**EXERCISE AIM:** Look for "Above is an image. Study it and locate drainpipe." in the entries below. Write out that line and all later lines exactly, ending with the final one.

__________

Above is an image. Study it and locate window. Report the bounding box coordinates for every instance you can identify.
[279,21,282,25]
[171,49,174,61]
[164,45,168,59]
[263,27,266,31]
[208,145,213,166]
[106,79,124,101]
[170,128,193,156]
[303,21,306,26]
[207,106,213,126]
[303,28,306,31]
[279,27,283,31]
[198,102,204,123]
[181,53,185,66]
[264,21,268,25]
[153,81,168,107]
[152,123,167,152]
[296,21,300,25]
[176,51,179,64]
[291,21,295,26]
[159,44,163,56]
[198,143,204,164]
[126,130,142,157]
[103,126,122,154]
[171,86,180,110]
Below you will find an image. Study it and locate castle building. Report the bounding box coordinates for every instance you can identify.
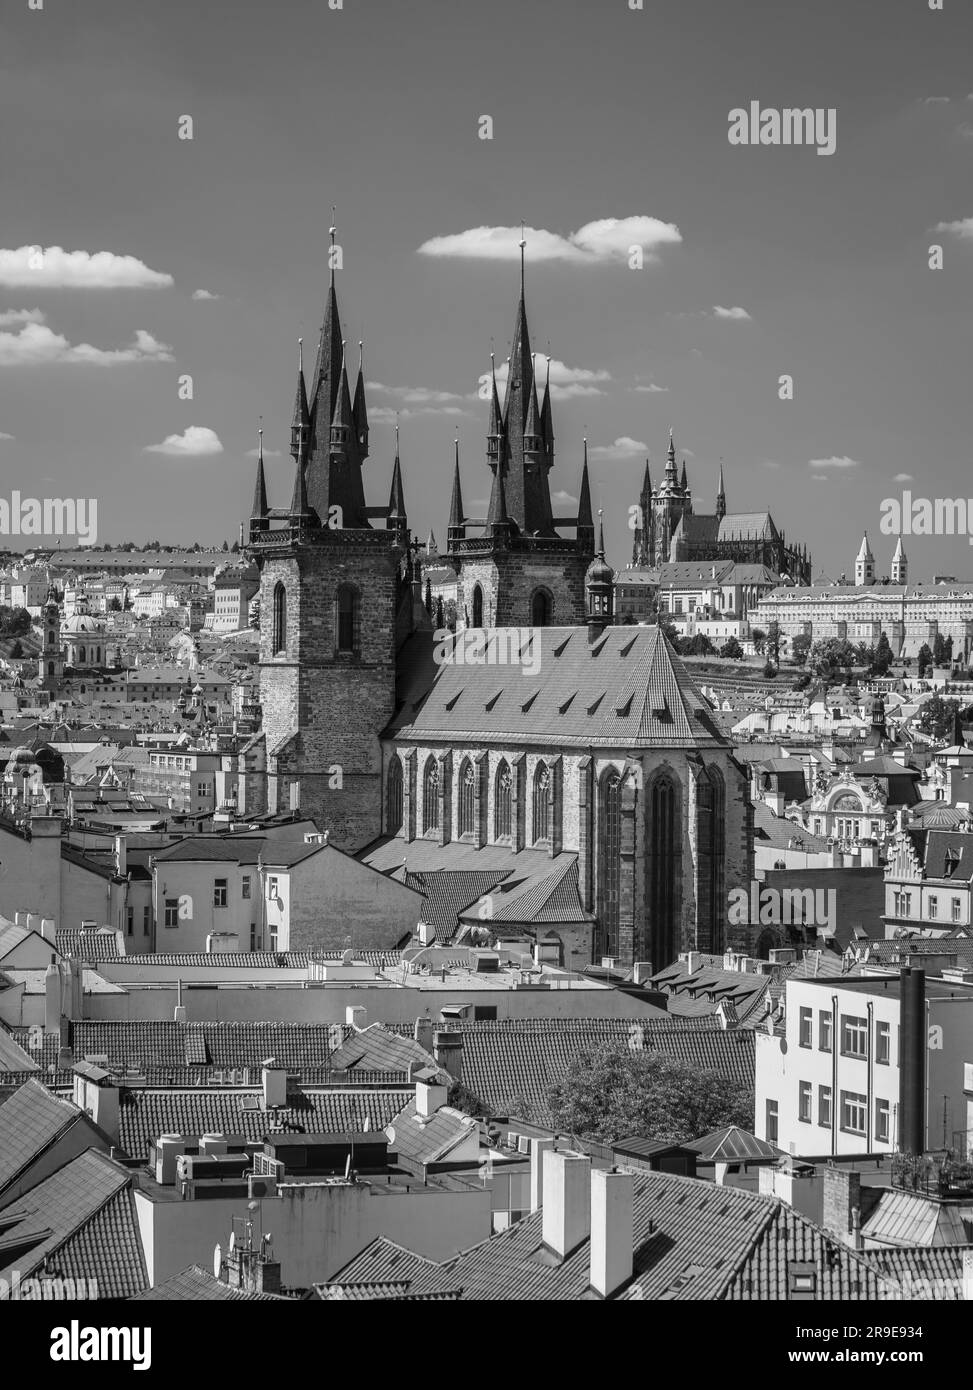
[631,435,812,583]
[241,239,753,968]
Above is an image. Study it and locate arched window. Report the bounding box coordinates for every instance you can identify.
[336,585,358,654]
[458,758,476,837]
[531,589,552,627]
[386,755,403,835]
[597,770,622,955]
[472,584,483,629]
[422,756,440,834]
[96,647,101,663]
[532,761,550,843]
[696,767,726,953]
[649,772,681,969]
[272,582,287,654]
[47,629,55,646]
[494,760,512,840]
[77,647,86,664]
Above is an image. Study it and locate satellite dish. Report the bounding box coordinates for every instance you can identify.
[228,1231,236,1253]
[213,1243,222,1279]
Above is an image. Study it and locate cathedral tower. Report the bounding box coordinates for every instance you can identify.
[855,533,875,587]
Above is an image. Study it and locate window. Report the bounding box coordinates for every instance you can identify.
[494,760,512,840]
[213,879,228,908]
[532,762,550,843]
[840,1090,867,1136]
[875,1098,890,1144]
[876,1020,891,1065]
[126,907,133,937]
[953,898,963,923]
[269,928,278,953]
[472,584,483,628]
[598,770,622,957]
[928,896,938,920]
[819,1085,833,1128]
[841,1015,868,1059]
[336,585,357,654]
[164,898,179,929]
[386,756,403,835]
[458,758,476,837]
[765,1099,779,1144]
[422,756,440,834]
[799,1007,813,1048]
[267,875,279,901]
[143,906,151,935]
[819,1011,833,1053]
[272,582,287,654]
[250,922,258,952]
[798,1081,812,1123]
[530,589,552,627]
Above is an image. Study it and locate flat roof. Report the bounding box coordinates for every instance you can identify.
[796,974,973,1001]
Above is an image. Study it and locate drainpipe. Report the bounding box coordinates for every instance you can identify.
[831,994,839,1158]
[866,1001,874,1151]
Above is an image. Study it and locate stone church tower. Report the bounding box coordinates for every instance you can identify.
[446,247,595,627]
[243,228,426,848]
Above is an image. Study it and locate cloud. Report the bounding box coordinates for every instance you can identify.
[493,355,609,400]
[590,436,648,459]
[144,426,223,457]
[893,472,914,481]
[0,308,44,328]
[955,123,973,140]
[417,217,682,266]
[0,316,173,367]
[245,445,283,459]
[192,288,220,301]
[368,381,467,407]
[633,382,668,393]
[811,475,829,483]
[761,459,781,470]
[0,432,13,441]
[552,490,578,506]
[0,246,173,289]
[808,456,860,470]
[923,96,951,105]
[368,405,468,423]
[933,217,973,240]
[712,305,752,321]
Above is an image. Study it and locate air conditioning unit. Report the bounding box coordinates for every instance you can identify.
[248,1174,277,1199]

__________

**SOLUTION TO THIS TASK:**
Above is an image. Study it and locate drainpipe. Report the bounding box coordinates for every instance you can identify.
[831,994,839,1158]
[866,1001,874,1151]
Above is an image. Study it and locate stone church tower. Report the bounding box coordinates for every instance you can identify.
[446,247,595,627]
[243,228,426,848]
Above is an image. Study it and locate cloud. Report the bounding box coordinates for every instance you can identify.
[493,355,609,400]
[590,436,648,459]
[144,426,223,457]
[893,472,914,481]
[0,308,44,328]
[955,123,973,140]
[417,217,682,266]
[0,316,173,367]
[245,445,283,459]
[192,288,220,301]
[368,381,467,407]
[633,382,668,393]
[811,475,829,483]
[761,459,781,470]
[0,432,13,441]
[552,490,578,506]
[0,246,173,289]
[808,456,860,470]
[923,96,951,105]
[368,405,468,423]
[933,217,973,240]
[712,305,752,321]
Above is an image. Study it and locate air conditioning unit. Report the bounding box coordinates for every instance you can identify.
[248,1174,277,1199]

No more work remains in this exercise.